## AUFGABE
Führen Sie bitte den Text über die Inflation in Deutschland im Januar nach seinem letzten Satz weiter.

Teuerung hält an Trotz Rückgang: Inflation in Deutschland bleibt hoch

Die Inflation in Deutschland ist im Januar leicht gesunken – befindet sich mit 4,9 Prozent allerdings nach wie vor auf hohem Niveau. Das geht aus einer vorläufigen Schätzung des Statistischen Bundesamts hervor. Im Dezember lag sie bei 5,3 Prozent.
Viele Expert:innen hatten mit einem stärkeren Rückgang gerechnet. Der Grund: Die von Juli bis Dezember 2020 herabgesetzte Mehrwertsteuer. Dadurch wurden von Juli bis Dezember 2021 Preise mit der höheren Steuer mit denen aus dem Vorjahr verglichen, bei denen noch der niedrigere Satz galt. Das sorgte für eine Verzerrung nach oben.
Diesen Effekt gab es im Januar nicht mehr, weshalb die Inflationsrate eigentlich stärker hätte fallen müssen. „Der Wegfall des temporären Mehrwertsteuereffekts allein hätte die Inflationsrate um etwas mehr als einen Prozentpunkt auf 4,1 Prozent sinken lassen. Dass die heute veröffentlichte Inflationsrate mit 4,9 Prozent für Januar deutlich höher ausfällt, verdeutlicht die anhaltende Wirkung preistreibender Faktoren“, sagt Axel Angermann, Chefvolkswirtschaft des Investmenthauses Feri-Gruppe.

## BEREITGESTELLTE ANGABEN
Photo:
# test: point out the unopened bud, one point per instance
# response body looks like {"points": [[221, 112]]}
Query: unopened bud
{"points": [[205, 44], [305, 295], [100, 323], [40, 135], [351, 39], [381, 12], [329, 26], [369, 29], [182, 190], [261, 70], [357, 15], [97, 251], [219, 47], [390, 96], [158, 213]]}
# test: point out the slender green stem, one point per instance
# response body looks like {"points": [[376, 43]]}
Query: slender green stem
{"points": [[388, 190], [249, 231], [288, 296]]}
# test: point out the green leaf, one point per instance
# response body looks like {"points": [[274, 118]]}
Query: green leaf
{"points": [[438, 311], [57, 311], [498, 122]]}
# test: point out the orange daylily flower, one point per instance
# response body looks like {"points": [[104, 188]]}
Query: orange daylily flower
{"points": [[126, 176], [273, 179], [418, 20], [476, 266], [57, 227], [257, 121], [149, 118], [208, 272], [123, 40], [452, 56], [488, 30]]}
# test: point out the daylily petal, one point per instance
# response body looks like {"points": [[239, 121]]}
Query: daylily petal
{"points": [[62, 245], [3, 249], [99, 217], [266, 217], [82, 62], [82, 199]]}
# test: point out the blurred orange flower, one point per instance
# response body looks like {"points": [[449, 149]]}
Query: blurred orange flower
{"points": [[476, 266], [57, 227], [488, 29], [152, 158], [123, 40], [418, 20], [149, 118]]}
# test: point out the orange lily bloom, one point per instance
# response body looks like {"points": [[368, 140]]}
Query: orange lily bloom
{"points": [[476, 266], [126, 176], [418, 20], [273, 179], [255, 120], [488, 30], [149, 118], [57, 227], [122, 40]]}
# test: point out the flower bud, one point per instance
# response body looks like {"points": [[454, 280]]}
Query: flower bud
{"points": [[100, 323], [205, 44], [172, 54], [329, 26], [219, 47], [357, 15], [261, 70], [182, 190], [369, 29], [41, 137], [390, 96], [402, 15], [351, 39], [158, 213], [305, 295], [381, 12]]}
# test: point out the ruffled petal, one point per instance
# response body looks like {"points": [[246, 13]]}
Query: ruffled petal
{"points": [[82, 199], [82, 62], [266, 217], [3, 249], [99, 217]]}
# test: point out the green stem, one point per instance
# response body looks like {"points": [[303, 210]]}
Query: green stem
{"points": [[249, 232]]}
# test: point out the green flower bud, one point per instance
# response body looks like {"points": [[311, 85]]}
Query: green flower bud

## ERGEBNIS
Gestiegene Energiepreise treiben Inflation
Als Grund für den unerwartet geringen Rückgang nennt Angermann die Energiepreise: „Mehr als zwei Prozentpunkte der Inflation im Januar 2022 entfallen auf die weiterhin hohen und zum Jahresbeginn nochmals deutlich gestiegenen Energiepreise, die bereits im vergangenen Jahr um 18 Prozent stiegen.“ Die erneute Anhebung der CO2-Steuer zum Jahresbeginn 2022 wirke hier als zusätzlicher Preistreiber. Zwar sei kaum abzusehen, ob und in welchem Ausmaß die Preise für Strom, Gas und Öl im Laufe des Jahres sinken werden. Angermann ist jedoch skeptisch: „Geopolitische Risiken und strukturelle Angebotsengpässe bei etlichen Rohstoffen lassen kaum erwarten, dass die Preise wieder auf das ursprüngliche Ausgangsniveau zurückkehren.“
Michael Holstein, Chefvolkswirt der DZ Bank, stimmt seinem Kollegen zu: „Vor allem die Haushalte mit Gasheizung müssen aktuell sehr viel höhere Kosten verkraften als noch vor einigen Monaten.“ In Kombination mit der Verteuerung von Elektrizität, Heizöl und Kraftstoffen habe dies den entlastenden Effekt durch den Wegfall der Mehrwertsteuer zu einem guten Teil kompensiert.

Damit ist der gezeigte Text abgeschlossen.